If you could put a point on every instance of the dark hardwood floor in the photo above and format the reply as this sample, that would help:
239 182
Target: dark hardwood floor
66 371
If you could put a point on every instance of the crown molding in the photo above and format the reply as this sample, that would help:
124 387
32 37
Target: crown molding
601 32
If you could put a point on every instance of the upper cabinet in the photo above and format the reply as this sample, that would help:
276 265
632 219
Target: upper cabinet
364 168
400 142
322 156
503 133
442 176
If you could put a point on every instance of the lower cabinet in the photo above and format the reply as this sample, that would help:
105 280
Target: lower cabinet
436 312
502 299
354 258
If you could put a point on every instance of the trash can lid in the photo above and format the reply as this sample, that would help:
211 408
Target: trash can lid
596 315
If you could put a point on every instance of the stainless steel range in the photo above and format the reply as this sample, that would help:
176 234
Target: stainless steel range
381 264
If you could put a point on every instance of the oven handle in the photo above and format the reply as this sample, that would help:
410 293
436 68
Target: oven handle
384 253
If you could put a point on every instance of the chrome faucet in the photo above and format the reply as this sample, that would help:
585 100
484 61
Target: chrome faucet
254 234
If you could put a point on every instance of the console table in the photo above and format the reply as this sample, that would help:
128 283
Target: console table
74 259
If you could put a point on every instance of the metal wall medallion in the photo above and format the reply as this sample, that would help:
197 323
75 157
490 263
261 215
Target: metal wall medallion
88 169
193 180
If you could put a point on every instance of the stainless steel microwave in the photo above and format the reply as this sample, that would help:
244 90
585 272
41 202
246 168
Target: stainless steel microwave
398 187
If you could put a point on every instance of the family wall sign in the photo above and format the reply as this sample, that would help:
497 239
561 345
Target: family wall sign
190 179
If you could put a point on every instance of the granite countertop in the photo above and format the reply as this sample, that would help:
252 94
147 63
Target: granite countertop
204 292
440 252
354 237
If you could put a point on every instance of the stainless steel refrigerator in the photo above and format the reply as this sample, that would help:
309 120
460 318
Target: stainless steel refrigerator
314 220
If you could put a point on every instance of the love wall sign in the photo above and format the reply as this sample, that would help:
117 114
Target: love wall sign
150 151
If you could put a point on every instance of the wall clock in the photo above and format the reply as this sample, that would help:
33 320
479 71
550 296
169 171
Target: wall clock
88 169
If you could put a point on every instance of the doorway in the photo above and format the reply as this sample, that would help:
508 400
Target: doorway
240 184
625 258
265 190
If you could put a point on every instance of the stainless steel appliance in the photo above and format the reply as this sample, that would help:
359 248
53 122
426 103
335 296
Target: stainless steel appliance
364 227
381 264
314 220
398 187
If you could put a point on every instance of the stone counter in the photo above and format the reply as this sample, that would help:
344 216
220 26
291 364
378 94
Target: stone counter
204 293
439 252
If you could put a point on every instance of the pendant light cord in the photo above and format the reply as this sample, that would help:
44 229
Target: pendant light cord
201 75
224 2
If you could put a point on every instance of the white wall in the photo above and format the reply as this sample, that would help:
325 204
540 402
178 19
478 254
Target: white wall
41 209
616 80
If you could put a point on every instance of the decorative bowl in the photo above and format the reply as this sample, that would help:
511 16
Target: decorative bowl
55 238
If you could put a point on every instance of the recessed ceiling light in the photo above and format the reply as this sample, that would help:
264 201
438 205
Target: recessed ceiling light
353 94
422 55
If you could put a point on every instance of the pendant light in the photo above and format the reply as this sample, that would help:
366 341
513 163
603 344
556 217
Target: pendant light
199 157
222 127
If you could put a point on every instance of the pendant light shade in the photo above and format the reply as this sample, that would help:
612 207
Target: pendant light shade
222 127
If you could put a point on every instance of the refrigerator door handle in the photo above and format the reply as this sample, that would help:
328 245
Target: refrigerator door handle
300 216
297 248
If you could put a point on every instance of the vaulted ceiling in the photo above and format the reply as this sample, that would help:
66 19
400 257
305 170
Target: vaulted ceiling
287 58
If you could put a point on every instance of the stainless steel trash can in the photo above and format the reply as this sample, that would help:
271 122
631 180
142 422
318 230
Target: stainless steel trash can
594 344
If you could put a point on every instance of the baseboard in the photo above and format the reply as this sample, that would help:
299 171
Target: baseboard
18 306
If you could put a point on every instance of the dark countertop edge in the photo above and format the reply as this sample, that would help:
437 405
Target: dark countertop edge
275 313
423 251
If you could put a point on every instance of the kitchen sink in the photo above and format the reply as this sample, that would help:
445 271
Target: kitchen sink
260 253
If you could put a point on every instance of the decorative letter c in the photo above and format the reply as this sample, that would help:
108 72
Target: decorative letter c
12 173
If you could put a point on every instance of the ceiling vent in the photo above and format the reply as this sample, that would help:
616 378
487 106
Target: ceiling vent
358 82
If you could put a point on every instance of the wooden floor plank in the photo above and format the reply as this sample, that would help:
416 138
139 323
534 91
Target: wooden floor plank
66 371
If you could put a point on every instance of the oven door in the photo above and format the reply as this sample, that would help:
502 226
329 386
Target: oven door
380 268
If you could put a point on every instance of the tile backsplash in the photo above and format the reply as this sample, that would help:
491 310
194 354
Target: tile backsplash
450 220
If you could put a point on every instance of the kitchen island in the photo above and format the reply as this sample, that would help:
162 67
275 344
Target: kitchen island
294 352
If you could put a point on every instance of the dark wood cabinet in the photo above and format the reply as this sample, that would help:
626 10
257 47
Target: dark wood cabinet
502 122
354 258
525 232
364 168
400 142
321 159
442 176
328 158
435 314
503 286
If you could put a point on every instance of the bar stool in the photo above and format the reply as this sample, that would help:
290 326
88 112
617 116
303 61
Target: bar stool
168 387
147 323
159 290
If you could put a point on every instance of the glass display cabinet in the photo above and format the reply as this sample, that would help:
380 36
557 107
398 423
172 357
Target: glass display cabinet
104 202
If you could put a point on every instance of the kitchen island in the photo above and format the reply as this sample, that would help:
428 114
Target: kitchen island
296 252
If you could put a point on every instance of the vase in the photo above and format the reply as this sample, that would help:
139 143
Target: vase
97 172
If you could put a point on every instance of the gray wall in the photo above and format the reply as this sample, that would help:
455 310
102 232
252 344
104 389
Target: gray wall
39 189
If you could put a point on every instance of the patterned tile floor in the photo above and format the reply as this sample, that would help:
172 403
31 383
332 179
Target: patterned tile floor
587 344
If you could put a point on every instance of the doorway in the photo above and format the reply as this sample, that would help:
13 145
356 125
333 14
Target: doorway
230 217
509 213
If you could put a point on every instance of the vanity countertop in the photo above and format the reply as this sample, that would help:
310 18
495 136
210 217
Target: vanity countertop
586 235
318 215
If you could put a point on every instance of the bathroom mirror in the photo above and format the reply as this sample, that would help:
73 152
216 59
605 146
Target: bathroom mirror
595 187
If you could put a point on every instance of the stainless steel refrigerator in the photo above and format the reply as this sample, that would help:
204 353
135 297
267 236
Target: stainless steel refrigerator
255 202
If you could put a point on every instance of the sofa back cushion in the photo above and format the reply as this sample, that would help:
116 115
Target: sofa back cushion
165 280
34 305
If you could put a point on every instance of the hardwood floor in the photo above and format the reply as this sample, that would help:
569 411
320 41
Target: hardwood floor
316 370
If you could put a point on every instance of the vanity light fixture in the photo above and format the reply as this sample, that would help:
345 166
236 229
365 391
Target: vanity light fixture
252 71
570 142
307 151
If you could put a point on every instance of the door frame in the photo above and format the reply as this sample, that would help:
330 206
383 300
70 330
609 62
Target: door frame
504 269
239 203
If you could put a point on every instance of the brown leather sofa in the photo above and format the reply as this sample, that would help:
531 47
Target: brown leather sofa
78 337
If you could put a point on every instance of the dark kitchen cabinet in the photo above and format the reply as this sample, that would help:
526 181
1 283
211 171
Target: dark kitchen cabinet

= = =

- What is required: The records above should all be quoted exactly, please.

- Response to the task:
If you could put a point on every instance of the dark hardwood floor in the photo above and format the reply as this sample, that would help:
239 182
Target: dark hardwood floor
66 371
If you could put a point on every instance of the crown molding in the photo above and format the reply as this sample, that would help:
124 387
32 37
Target: crown molding
601 32
If you could put a point on every instance of the upper cabinet in the photo above and format the reply as this sample, that would help:
276 265
632 219
Target: upper cabinet
364 168
400 142
322 156
503 133
442 176
If you could put a point on every instance of the lower cabinet in the photo above and format the reply as this sample, that would help:
105 280
Target: lower cabinet
436 312
502 299
354 258
If you could put a point on every instance of the trash can lid in the photo above and format the reply as this sample, that would help:
211 408
Target: trash can lid
596 315
If you could put a point on every instance of the stainless steel range in the photo above and format the reply as this sample, that would help:
176 234
Target: stainless steel range
381 264
If you could put a point on every instance of the oven handle in the photo above and format the reply as this sample, that would help:
410 293
436 68
Target: oven handle
384 253
If you could put a point on every instance of the chrome faucet in the photo above and format the reply as this sample, that would help:
585 100
484 61
Target: chrome faucet
254 234
If you could put a point on every instance of the console table in the photo above and format the reply as this sample, that would help:
128 283
Target: console table
74 259
If you could put a point on every instance of the metal wall medallion in the photo above and format the reply as this sample, that would help:
197 323
75 157
490 263
261 215
Target: metal wall medallion
88 169
193 180
If you could put a point on every instance of the stainless steel microwave in the photo above and format the reply as this sample, that would help:
244 90
585 272
41 202
246 168
Target: stainless steel microwave
398 187
If you could put a point on every instance of the family wall sign in the photo above and format the reply as this sample, that would help:
497 239
561 345
Target: family wall sign
190 179
If you could put a point on every instance of the granite countertop in the photo above and format the reply as this sample, that would help:
252 94
147 63
Target: granite countertop
204 292
440 252
354 237
If you could put a point on every instance of the stainless steel refrigerator in the photo above and format the reply as this sample, that would help:
309 120
460 318
Target: stainless steel refrigerator
314 220
If you could put a point on every instance of the love wall sign in the photo above and format the reply as this sample, that would help:
117 114
Target: love wall sign
150 151
If you could put a point on every instance of the wall clock in the photo above and format the reply as this sample, that would help:
33 320
479 71
550 296
169 171
Target: wall clock
88 169
If you could put a point on every instance of the doorway in the photo above and format the reply as this sample, that would help:
508 400
Target: doorway
240 184
625 258
265 190
If you could put a point on every instance of the stainless steel appliance in the photo above and format the reply as this sample, that would help:
359 248
53 122
426 103
335 296
Target: stainless steel appliance
364 227
381 264
314 220
398 187
If you could put a point on every instance of the stone counter in the photo above and format the reply as this sample, that would help:
344 216
220 26
291 364
378 94
Target: stone counter
204 293
439 252
If you could put a point on every instance of the pendant light cord in the photo above and format the reply as this sample, that would help:
44 229
Target: pendant light cord
201 75
224 2
If you could put a point on every instance of the white wall in the photo above and format the reply as this sample, that would help:
325 204
540 402
178 19
478 254
Target: white wall
41 209
616 80
If you could put a point on every instance of the decorative bowl in the photo above and format the reply as this sample, that would help:
511 16
Target: decorative bowl
55 238
If you could put a point on every instance of the recessed ceiling light in the photo above and format the reply as this sample, that would help:
264 201
438 205
Target: recessed ceiling light
353 94
422 55
If you could put a point on every instance of the pendant light in the photo above and format the reply as this sample, that would help:
366 341
513 163
603 344
556 217
Target: pendant light
199 157
222 127
If you could put a point on every instance of the pendant light shade in the photo above and format the reply as this sample, that would help:
612 207
Target: pendant light shade
222 127
If you could put a point on every instance of the refrigerator door handle in the photo above and format the reply as this sample, that would help:
328 245
Target: refrigerator door handle
300 216
297 248
If you could put a point on every instance of the vaulted ceiling in the photo above and format the reply as this sample, that would help:
66 19
400 257
305 170
Target: vaulted ceiling
287 58
If you could put a point on every instance of the stainless steel trash can in the photo above and format the reply as this sample, that would help:
271 122
631 180
142 422
318 230
Target: stainless steel trash can
594 344
If you could put a point on every instance of the baseboard in the photo above and format the reply as this sample, that would help:
299 171
Target: baseboard
18 306
If you could put a point on every instance of the dark countertop edge in the photo above and format the reply as this sample, that would help:
437 405
Target: dark countertop edge
275 313
423 251
If you could put a point on every instance of the kitchen sink in the photo above and format the reply as this sample, that would help:
445 271
Target: kitchen sink
260 253
If you could put a point on every instance of the decorative letter c in the photo above and format the reply as this sample, that would help:
108 72
Target: decorative letter c
12 173
If you could put a point on every instance of the ceiling vent in the photo above and format the reply as this sample, that would help:
616 378
487 106
Target: ceiling vent
358 82
If you could put a point on every instance of the wooden floor plank in the photo above and format the reply as this sample, that would help:
416 138
139 323
534 91
Target: wooden floor plank
66 371
If you could put a point on every instance of the oven door in the photo above and format the reply as this sample, that would help:
502 226
329 386
Target: oven door
380 268
If you could put a point on every instance of the tile backsplash in the photo above and format the reply as this sample, that would help:
491 310
194 354
Target: tile backsplash
450 220
If you could put a point on every instance of the kitchen island in the photo above and format the reply as this sample, that would help:
162 67
275 344
Target: kitchen island
294 352
If you could put a point on every instance of the dark wood cabinet in the photo above and format the reply as this sample, that would help:
626 10
257 47
Target: dark wood cabinet
502 122
354 258
525 232
364 168
400 142
321 159
442 176
328 158
435 314
503 286
If you could put a point on every instance of the bar stool in the photo above and format the reply as this sample, that would help:
290 326
88 112
617 116
303 61
Target: bar stool
168 387
147 323
159 290
If you could put a point on every instance of the glass display cabinet in the photo above and format the reply as this sample, that would help:
380 36
557 107
398 423
172 357
Target: glass display cabinet
104 202
If you could put a point on every instance of the kitchen island in the photo above and format the reply as this sample, that would help:
428 114
Target: kitchen island
296 252
If you could put a point on every instance of the vase in the photo above and format the reply as this sample, that would help:
139 143
Target: vase
97 172
If you could put a point on every instance of the gray wall in the photo above and format the reply as this sample, that would help:
455 310
102 232
252 344
104 389
Target: gray wall
39 189
If you could put a point on every instance of the patterned tile floor in the photo above and format the reply as this sample, that would help:
172 403
31 383
332 179
Target: patterned tile floor
587 344
If you could put a point on every instance of the doorway in the photo above and format the reply as this sample, that would help:
13 145
356 125
333 14
Target: doorway
230 217
509 213
If you could put a point on every instance of the vanity countertop in the photo above and format the reply as this sample, that would help:
310 18
495 136
210 217
Target: vanity countertop
586 235
318 215
If you could put a point on every instance of the bathroom mirror in the photo above and format the reply as this sample, that would help:
73 152
216 59
605 146
Target: bathroom mirror
595 187
If you could put a point on every instance of the stainless steel refrigerator in the photo above and format the reply as this sample, that would help:
204 353
135 297
267 236
Target: stainless steel refrigerator
255 202
If you could put a point on every instance of the sofa back cushion in the photo above and format the reply as this sample, that would help:
116 115
Target: sofa back cushion
165 280
34 305
If you could put a point on every instance of the hardwood floor in the photo above and format the reply as this sample, that would help:
569 411
320 41
Target: hardwood floor
316 370
If you could put a point on every instance of the vanity light fixture in the photo above and format the reply as this sample, that would help:
345 166
236 229
365 391
Target: vanity light fixture
252 71
570 142
307 151
If you could put a point on every instance of the door frame in the photo above and format the reply as this sample, that would help:
330 206
383 300
70 330
609 62
Target: door frame
504 269
239 203
If you could put a point on every instance of the brown leather sofa in the photo above and format the reply as this sample, that would help:
531 47
Target: brown leather sofa
78 337
If you could put a point on every instance of the dark kitchen cabinet in the photo above and format the reply as this sample, that would help:
526 181
1 283
211 171
Target: dark kitchen cabinet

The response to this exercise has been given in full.